• _GIVEN REQUEST_
Swap every "Indicate" in the material below for "Mark" and reproduce all of it, leaving everything else unchanged.
+++ DATASET EXCERPTS
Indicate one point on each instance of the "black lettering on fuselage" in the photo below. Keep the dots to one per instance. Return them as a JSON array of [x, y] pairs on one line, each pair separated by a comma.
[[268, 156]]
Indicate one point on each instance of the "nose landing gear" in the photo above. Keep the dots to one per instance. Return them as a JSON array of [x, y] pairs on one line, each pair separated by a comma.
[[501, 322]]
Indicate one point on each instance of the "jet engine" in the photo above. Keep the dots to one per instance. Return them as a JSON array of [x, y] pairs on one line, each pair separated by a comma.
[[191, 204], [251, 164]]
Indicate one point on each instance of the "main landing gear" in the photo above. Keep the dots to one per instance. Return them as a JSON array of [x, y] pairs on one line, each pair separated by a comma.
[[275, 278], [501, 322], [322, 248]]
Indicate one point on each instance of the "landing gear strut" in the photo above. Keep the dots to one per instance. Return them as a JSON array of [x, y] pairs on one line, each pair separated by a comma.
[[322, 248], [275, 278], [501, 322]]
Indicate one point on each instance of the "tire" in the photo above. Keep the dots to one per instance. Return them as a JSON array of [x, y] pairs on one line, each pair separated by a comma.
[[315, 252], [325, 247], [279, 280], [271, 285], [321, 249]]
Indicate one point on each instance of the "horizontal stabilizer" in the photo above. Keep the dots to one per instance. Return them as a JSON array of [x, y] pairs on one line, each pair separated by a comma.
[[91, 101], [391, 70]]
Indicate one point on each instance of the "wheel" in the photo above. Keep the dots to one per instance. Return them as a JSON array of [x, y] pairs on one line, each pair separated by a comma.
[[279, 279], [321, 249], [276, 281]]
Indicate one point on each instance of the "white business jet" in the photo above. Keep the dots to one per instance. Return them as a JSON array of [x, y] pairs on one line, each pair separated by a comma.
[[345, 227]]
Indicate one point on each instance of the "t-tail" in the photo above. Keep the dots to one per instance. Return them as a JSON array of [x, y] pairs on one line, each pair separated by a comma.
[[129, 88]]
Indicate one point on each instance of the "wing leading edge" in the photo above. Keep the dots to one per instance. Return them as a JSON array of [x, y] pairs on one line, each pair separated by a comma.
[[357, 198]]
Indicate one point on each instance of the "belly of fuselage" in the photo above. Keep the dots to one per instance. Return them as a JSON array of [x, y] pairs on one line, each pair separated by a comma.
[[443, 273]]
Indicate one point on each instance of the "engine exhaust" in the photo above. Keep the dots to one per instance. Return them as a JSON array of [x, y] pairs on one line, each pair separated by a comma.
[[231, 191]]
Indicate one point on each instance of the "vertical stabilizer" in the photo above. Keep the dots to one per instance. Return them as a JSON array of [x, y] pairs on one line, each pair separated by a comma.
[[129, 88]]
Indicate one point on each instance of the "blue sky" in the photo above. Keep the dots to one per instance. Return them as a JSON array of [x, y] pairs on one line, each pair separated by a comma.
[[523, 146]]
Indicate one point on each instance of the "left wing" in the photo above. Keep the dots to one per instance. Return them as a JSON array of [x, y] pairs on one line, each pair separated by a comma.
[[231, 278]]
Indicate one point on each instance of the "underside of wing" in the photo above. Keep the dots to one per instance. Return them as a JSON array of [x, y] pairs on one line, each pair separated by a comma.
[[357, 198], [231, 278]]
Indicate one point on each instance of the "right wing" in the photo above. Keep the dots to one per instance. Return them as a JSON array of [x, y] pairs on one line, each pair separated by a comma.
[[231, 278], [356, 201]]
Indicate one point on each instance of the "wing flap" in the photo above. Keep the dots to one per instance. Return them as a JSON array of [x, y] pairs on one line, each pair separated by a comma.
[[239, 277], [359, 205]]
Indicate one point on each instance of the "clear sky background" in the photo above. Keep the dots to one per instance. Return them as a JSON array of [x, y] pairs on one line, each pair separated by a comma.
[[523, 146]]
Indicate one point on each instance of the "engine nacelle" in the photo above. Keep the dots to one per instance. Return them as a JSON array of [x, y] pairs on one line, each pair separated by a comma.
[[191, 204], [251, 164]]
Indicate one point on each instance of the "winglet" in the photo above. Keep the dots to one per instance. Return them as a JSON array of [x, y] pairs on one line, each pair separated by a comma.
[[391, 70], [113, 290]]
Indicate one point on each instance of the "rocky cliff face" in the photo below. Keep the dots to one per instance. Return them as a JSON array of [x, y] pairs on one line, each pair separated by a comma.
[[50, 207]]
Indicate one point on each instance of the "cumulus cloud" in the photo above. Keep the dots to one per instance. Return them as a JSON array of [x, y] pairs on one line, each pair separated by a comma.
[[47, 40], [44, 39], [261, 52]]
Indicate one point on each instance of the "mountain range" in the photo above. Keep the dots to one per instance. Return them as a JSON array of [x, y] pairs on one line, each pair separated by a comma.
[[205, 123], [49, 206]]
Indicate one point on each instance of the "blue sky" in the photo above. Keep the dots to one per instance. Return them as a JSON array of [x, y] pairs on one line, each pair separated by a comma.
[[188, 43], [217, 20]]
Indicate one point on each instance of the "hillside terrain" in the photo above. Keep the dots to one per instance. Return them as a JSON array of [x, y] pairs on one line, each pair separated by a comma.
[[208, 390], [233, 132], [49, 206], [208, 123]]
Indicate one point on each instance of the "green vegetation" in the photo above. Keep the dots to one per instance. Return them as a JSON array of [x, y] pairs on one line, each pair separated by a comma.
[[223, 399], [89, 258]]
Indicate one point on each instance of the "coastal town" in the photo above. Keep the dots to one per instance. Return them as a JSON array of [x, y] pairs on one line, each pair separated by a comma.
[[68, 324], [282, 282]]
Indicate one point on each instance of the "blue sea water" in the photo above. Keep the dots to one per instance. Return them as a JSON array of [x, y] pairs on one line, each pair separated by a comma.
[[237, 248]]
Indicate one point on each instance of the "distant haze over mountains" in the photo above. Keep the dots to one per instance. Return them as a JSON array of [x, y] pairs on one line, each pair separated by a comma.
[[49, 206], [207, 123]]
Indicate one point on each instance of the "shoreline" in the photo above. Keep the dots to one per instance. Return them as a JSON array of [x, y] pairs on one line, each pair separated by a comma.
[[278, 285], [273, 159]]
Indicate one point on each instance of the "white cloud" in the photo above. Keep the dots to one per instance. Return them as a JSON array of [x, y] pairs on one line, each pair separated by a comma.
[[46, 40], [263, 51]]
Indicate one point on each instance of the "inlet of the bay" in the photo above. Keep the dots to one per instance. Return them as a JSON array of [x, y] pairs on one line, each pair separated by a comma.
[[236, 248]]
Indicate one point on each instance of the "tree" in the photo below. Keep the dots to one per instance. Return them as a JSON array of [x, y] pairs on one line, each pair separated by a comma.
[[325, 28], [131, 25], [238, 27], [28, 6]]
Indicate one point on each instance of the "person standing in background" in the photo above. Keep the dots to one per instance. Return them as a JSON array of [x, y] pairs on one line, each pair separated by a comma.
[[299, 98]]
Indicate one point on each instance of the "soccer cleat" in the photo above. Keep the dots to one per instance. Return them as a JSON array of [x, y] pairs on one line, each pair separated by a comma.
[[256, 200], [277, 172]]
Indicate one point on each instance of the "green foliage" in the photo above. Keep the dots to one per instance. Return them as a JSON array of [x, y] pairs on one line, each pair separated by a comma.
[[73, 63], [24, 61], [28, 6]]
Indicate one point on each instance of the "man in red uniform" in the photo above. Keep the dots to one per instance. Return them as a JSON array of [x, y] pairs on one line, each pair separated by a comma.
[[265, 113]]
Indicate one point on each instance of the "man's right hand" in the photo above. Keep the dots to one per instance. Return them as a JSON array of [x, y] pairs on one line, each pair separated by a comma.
++++++
• _CORRECT RESPONSE_
Mark one point on each instance of the "black lettering on fuselage" in the photo below. Keep the dots to one per instance. Return them as a JSON array of [x, y] pairs on one line, each pair separated by a comma.
[[268, 156]]
Mark one point on each instance of the "nose landing gear" in the photo above. Keep the dots to one per instance. Return them as a JSON array of [x, y] pairs on one line, each pair separated by a comma.
[[501, 322]]
Mark one point on each instance of the "jet engine" in the photo above. Keep the dots to one per instance. Return them as a JSON array of [x, y] pairs on one line, each pair separated by a comma.
[[191, 204], [251, 164]]
Mark one point on each instance of the "main landing gear" in the photo above. Keep the dots to one per instance. Return them as a JSON array of [x, y] pairs on one line, each pair separated by a comma.
[[275, 278], [501, 322], [322, 248]]
Mark one point on each instance of the "landing gear strut" in the photo above. Keep the dots to one per instance. Return them as a JSON array of [x, y] pairs on one line, each pair separated by a comma.
[[322, 248], [275, 278], [501, 322]]
Mark one point on each instance of the "tire" in the photo above. Keep the dots to one per instance. Return them as a JSON array of [x, y] pairs on one line, each pair separated by a comma.
[[315, 252], [325, 247], [279, 280], [271, 285], [321, 249]]
Mark one point on each instance of the "horizontal stabilizer" in the photo above. Keep the dots to one per instance. Return them as a JSON array of [x, y] pairs on one line, each pair separated by a comma.
[[91, 101], [391, 70]]
Mark one point on each instance of the "wheel" in the photo above. Keep the dots to one per instance. Return them as a JSON array of [x, y] pairs on one line, each pair separated by a comma.
[[279, 279], [321, 249], [276, 281]]
Mark one point on each instance of the "white business jet" in the photo above. Keep the dots to one per instance. Return them as a JSON array of [x, y] pairs on one line, each pair separated by a comma.
[[345, 227]]
Mark one point on each instance of the "t-tail" in the photo above. Keep the dots to one per instance. Return them as a JSON array of [x, y] pairs on one line, each pair separated by a comma.
[[129, 88]]
Mark one point on each instance of the "wing leading edge" in the photo above. Keep the dots to one per instance. Return them as a JSON array of [x, y] pairs on one line, each pair separated by a comma.
[[357, 198]]
Mark one point on each instance of the "belly of fuselage" in the photo above. Keep the dots to one per instance. Return them as a JSON array of [x, y] pairs on one line, each pair separated by a comma.
[[443, 273]]
Mark one point on each instance of the "engine exhaust" in the photo above. Keep the dots to one per instance. Return them as a JSON array of [x, y] pairs on one line, each pair separated by a comma.
[[231, 191]]
Mark one point on each instance of the "vertical stabilizer" in the photo above. Keep the dots to one per instance. Return them as a JSON array of [x, y] pairs on one line, each pair separated by a comma.
[[129, 88]]
Mark one point on each instance of the "blue sky" in the photo above. Keep the dots to one per instance. Return them as a JSON array of [x, y] pairs on one line, each pair separated by a comma.
[[523, 146]]
Mark one point on each instance of the "left wing" in the photo above. Keep the dots to one per instance. Return them as a JSON array of [x, y] pairs on one line, each pair separated by a comma.
[[231, 278]]
Mark one point on each instance of the "underside of wing" in the photo above. Keep the dots to one per instance. Return them as a JSON array of [x, y] pairs on one line, each pair separated by a comma.
[[357, 198], [231, 278]]
Mark one point on each instance of the "right wing" in the photo above. Keep the dots to one per instance. Return them as a JSON array of [x, y] pairs on one line, each pair separated by a comma.
[[231, 278], [356, 201]]
Mark one point on each instance of the "wing flap" in the photo above. Keep the dots to one per instance. Return them as a JSON array of [x, y] pairs on one line, each pair separated by a comma.
[[239, 277], [359, 205]]
Mark one point on each instance of the "clear sky background" in the photo above. Keep the dots to one per instance. Return them as a JSON array of [x, y] pairs on one line, each pair separated by a comma.
[[523, 146]]
Mark one point on each instance of the "engine nacelle" in the photo above. Keep the dots to one per instance. Return them as a JSON array of [x, y] pairs on one line, each pair separated by a comma.
[[191, 204], [251, 164]]
Mark one point on each instance of the "winglet" in the photo above. Keep the dots to one per instance. Return them as a JSON array of [x, y] pairs on one line, each pair separated by a comma.
[[391, 70], [113, 290]]
Mark one point on each instance of the "rocky cliff face" in the photo below. Keep the dots to one per instance. Return them as a JSON array of [x, y] pairs on one line, each pair separated by a comma.
[[50, 207]]
Mark one point on each instance of the "cumulus cloud" in the photo above. Keep the dots to one per instance. Return them as a JSON array of [x, y] pairs on one line, each pair separated by a comma.
[[47, 40], [44, 39], [261, 52]]
Mark one point on each instance of the "mountain range" in the photo above. Keep the dots to one per instance. Return them as a JSON array of [x, y] pairs on one line, each pair separated by a comma.
[[205, 123], [49, 206]]
Mark one point on each instance of the "blue sky" in the photo above. Keep the dots to one per instance. Return them as a JSON array of [x, y] pairs on one line, each pair separated by a comma.
[[188, 43], [217, 20]]
Mark one point on each instance of the "hillside terrain" in the photo above. Keep the dots to one per instance. Return them as a JSON array of [x, y] pairs on one line, each pair separated by a comma.
[[208, 390], [233, 132], [49, 206], [208, 123]]
Mark one point on each instance of the "green vegetation" in the photo above. Keep the dots to one per instance. Return them as a JSON array of [x, y] pairs on one line, each pair separated by a comma.
[[223, 399], [89, 258]]
Mark one point on each instance of the "coastal town" in the photo above. Keep the dots to one per instance. Return them as a JSON array of [x, y] pairs on one line, each pair separated by a comma.
[[68, 324], [282, 282]]
Mark one point on each instance of the "blue sea water" in the photo above. Keep the dots to one per instance. Return them as a JSON array of [x, y] pairs on one line, each pair separated by a comma.
[[237, 248]]
Mark one point on each instance of the "distant haze over mountains" in the photo above. Keep the dots to one per instance. Return them as a JSON array of [x, y] pairs on one line, each pair separated by a comma.
[[49, 206], [207, 123]]
Mark one point on each instance of the "shoreline" in the photo above. Keep the dots to one per instance. Return them as a JSON array of [x, y] pairs on one line, each pair separated by a comma.
[[278, 285], [273, 159]]
Mark one point on each instance of the "white cloud" in the photo above. Keep the dots to one per instance. Return them as a JSON array of [x, y] pairs on one line, each pair separated by a comma.
[[46, 40], [263, 51]]
Mark one point on each instance of the "inlet of the bay" in the photo above. Keep the dots to one per instance. Return them as a JSON array of [x, y] pairs on one line, each pair separated by a comma.
[[236, 248]]
Mark one point on each instance of the "tree" in the photo below. Keep the dots to one per instance. Return them as a JSON array of [x, y] pairs on one line, each pair separated by a comma.
[[325, 28], [131, 25], [238, 27], [28, 6]]
Mark one point on each instance of the "person standing in background" in the photo above. Keep the dots to one per instance. Return them as a JSON array of [x, y] pairs on one line, each pair separated by a comma.
[[299, 98]]
Mark one point on each instance of the "soccer cleat" in the photo above. Keep the dots to one per instance. Return them as a JSON array of [x, y] pairs on one line, each pair separated by a comma.
[[256, 200], [277, 172]]
Mark one point on each instance of the "green foliage" in the photo above. Keep the dots to one per instance. Return them as a JSON array of [x, y] pairs on one line, each pair separated by a comma.
[[73, 63], [24, 61], [28, 6]]
Mark one point on each instance of the "man in red uniform" in the photo above. Keep the dots to one per instance. Return them as a JSON array of [x, y] pairs on one line, each pair separated by a comma.
[[265, 113]]
Mark one point on each instance of the "man's right hand" in the photo above. Keep the dots to one per instance. Return them as a JSON array of [x, y] pairs on one line, each pair separated by a comma.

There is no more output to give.